# [INSTRUCTIONS TO FOLLOW]
Write every line below out again exactly, images omitted.

# [EXTRACTED ENTRIES]
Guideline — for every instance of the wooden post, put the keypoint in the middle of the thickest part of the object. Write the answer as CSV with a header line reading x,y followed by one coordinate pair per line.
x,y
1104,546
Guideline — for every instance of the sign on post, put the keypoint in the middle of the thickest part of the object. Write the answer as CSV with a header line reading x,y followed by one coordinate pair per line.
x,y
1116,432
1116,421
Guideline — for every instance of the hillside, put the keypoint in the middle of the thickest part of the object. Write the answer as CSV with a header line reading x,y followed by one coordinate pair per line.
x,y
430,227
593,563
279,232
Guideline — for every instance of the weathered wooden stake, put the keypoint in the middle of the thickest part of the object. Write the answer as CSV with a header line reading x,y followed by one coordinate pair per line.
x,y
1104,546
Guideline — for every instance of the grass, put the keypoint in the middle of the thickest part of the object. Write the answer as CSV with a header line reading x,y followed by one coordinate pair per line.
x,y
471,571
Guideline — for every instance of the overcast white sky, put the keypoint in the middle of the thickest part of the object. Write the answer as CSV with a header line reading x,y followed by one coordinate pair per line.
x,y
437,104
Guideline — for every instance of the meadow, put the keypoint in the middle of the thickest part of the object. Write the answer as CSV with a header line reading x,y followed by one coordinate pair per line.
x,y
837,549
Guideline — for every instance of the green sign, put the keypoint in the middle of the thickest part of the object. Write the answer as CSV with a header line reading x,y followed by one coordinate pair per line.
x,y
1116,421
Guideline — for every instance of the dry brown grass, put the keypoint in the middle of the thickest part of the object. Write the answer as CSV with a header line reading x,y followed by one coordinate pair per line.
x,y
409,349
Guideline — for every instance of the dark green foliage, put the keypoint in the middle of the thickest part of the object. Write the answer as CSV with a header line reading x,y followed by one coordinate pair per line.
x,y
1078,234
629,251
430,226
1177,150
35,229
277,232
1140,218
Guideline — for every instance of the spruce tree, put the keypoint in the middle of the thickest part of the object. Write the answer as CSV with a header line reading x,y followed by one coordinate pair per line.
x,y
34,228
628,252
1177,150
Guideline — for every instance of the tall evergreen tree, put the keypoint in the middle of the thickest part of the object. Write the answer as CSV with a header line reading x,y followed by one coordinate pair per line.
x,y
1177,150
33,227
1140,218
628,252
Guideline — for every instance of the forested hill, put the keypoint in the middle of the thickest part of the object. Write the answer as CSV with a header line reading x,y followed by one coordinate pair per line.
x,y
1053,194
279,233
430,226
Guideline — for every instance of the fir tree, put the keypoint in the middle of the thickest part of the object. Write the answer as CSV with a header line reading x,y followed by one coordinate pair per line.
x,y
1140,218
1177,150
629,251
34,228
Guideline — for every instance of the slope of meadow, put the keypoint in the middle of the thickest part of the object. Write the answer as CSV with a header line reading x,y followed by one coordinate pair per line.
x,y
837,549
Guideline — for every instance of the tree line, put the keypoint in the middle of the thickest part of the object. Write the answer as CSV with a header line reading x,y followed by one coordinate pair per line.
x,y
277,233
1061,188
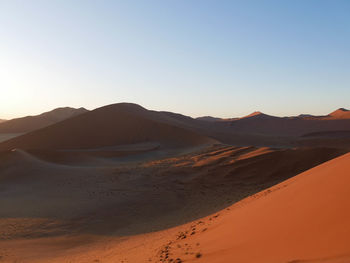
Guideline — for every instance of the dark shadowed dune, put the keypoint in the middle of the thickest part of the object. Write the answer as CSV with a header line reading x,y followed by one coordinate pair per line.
x,y
111,125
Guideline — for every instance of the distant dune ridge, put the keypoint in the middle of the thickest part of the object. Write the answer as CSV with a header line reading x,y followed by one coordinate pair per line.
x,y
112,125
123,184
304,219
256,129
31,123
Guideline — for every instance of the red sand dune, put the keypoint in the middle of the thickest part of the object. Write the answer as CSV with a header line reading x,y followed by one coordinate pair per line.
x,y
31,123
107,126
340,114
304,219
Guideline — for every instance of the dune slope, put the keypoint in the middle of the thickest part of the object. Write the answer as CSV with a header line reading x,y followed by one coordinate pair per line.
x,y
108,126
31,123
304,219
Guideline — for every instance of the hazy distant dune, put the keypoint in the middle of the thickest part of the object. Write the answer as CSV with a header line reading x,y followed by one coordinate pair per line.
x,y
31,123
112,125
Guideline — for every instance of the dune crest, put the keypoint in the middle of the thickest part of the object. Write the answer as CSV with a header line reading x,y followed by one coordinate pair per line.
x,y
304,219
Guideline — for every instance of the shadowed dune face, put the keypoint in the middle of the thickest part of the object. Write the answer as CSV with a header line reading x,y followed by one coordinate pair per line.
x,y
127,198
31,123
49,207
108,126
304,219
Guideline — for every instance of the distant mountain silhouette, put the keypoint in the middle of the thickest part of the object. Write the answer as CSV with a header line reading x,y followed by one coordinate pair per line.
x,y
31,123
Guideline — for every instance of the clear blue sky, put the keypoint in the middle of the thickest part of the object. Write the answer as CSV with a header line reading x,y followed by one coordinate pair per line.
x,y
221,58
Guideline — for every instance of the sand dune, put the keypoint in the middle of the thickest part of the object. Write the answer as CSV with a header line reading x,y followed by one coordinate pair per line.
x,y
48,207
31,123
304,219
111,125
340,113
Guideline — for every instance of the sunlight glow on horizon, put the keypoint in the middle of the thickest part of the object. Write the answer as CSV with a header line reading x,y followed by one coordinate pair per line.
x,y
218,58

# [SOLUTION TO THIS PROBLEM]
Guideline — for every instance of the wooden post, put the keypoint in the middle of the thickest part of the object. Write the answer as CSV with a header line reading x,y followed by one coordinate pair per line.
x,y
1104,546
Guideline — for every instance of the sign on post, put the keypoint in the middle of the thickest part of the object. Write the answer as CSV with a header line reading x,y followed by one coordinate pair per line.
x,y
1116,432
1116,421
Guideline — for every instance of the hillside, put the keypoint in the middle of the thickest part of the object. Write the answer as CSV with a header line reading x,y followed by one coordinate pair per line.
x,y
430,227
593,563
279,232
Guideline — for every instance of the weathered wooden stake, put the keypoint in the middle of the thickest part of the object. Write the answer as CSV with a header line reading x,y followed by one coordinate pair per line.
x,y
1104,546
Guideline — for every instance of the grass, put the keypoint in the middle of the thickest part of the object. Write the answer as CSV with a header line reading x,y followed by one coordinate pair per line.
x,y
471,571
Guideline — for every instance of the overcast white sky, put the keypoint in the middle of the thickest part of the object. Write the answer as CSV with a header line reading x,y followed by one coordinate pair per line.
x,y
437,104
Guideline — for every instance of the meadow, put the keypoint in the middle of the thickest part of the object. Write the answer as CSV with a header line reading x,y followed by one coordinate pair per line.
x,y
837,549
Guideline — for every instance of the green sign, put the keypoint in the middle of the thickest part of the object. Write the answer as CSV with a header line reading x,y followed by one coordinate pair per line.
x,y
1116,421
Guideline — for every instance of the dry brown grass, put the keypoint in the middle of the thickest part of the object. Write the answer as CSV with a header line reading x,y followed by one coordinate pair per line.
x,y
409,349
Guideline — for every instance of the dark green foliage, put the keypoint in the middle of the thickest part of the object. Write the answer as CSV with a header line reading x,y followed by one coordinate pair per line.
x,y
1078,234
629,251
430,226
1177,150
35,229
277,232
1140,218
Guideline — for every instance of the spruce tree, put the keypoint in the middle of the thickest part of the object. Write the answer as CSV with a header line reading x,y followed by one coordinate pair per line.
x,y
34,228
628,252
1177,150
Guideline — for every instance of the tall evergreen tree, put the keypoint in the middle of the thickest part of the object. Write the answer as CSV with a header line reading x,y followed by one coordinate pair per line.
x,y
1177,150
33,227
1140,218
628,252
Guideline — for every instance of the forested hill, put the keypoint in the middle of the thickest part of the object. Write the answer as CSV with a header line reading x,y followed by one coordinate pair per line.
x,y
1053,194
279,233
430,226
Guideline — for every instance of the fir tree, put the keypoint in the middle of the thickest part of the object. Write the answer as CSV with a header line reading x,y followed by one coordinate pair per line.
x,y
1140,218
1177,150
629,251
34,228
Guideline — for every instance of the slope of meadow, put the keypoint in the middle of the thickest part of the object. Write the answer as CSV with a header line reading x,y followed by one coordinate pair per line.
x,y
837,549
Guideline — for every instance of the tree line, put the keypoint in the middle of the thickest part of the object. Write the answer as CSV with a header line reading x,y followed by one coordinate pair per line.
x,y
277,233
1061,188
Guideline — for every instance of the dark shadowed dune, put the keypoint in the middle of the thickest part of the object. Write the answer as CSV with a header line reading x,y followed by one coordinate pair per line.
x,y
111,125
Guideline — for every instance of the distant dune ridge, put the keypoint in the middle of the thickest part of the object. Write the answer as CSV with a header line reading x,y followed by one coordinate pair per line.
x,y
112,125
123,184
304,219
256,129
31,123
Guideline — for every instance of the red sand dune, put the keypoint in the middle of the thickest part of the object. Write the answer as CSV with a header line reading x,y followed by one coordinate pair per line.
x,y
31,123
107,126
340,114
304,219
Guideline — for every instance of the dune slope, put the keypoint in the middle of the thickest part of the object. Write the answer as CSV with a header line reading x,y followed by one coordinate pair per line.
x,y
108,126
31,123
304,219
Guideline — for every instance of the hazy distant dune, put the keypoint in the middle of the thickest part of the object. Write the answer as CSV with a header line reading x,y followed by one coordinate pair per line.
x,y
31,123
112,125
Guideline — for every instance of the dune crest, put the keypoint in the middle of the thickest part of the object. Write the answer as CSV with a header line reading x,y followed by one coordinate pair per line.
x,y
304,219
Guideline — for every instance of the shadowed dune face, put the keypoint in the middle of the thickest part of the object. Write the answer as CSV with a header line reading x,y followed by one coordinate pair per line.
x,y
127,198
31,123
49,207
108,126
304,219
Guideline — for every instance of the distant mountain silhouette, put the keypoint in the middle of the thickest part of the object. Write the answer as CSV with a header line reading x,y followed by one coordinate pair per line.
x,y
31,123
Guideline — for every instance of the clear blue sky, put the keypoint in the middle of the thickest part of the object. Write the answer as CSV with a header line reading x,y followed by one coordinate pair per line.
x,y
221,58
Guideline — for every instance of the sand dune, put the keypoint in the middle of the thickest part of the object. Write the answer as CSV with a header line reading x,y followed by one coordinate pair per line.
x,y
48,207
31,123
304,219
111,125
340,113
Guideline — for every instance of the sunlight glow on horizon, put the keypoint in the middle of the thickest part of the object. Write the answer as CSV with a header line reading x,y followed by one coordinate pair per line.
x,y
218,58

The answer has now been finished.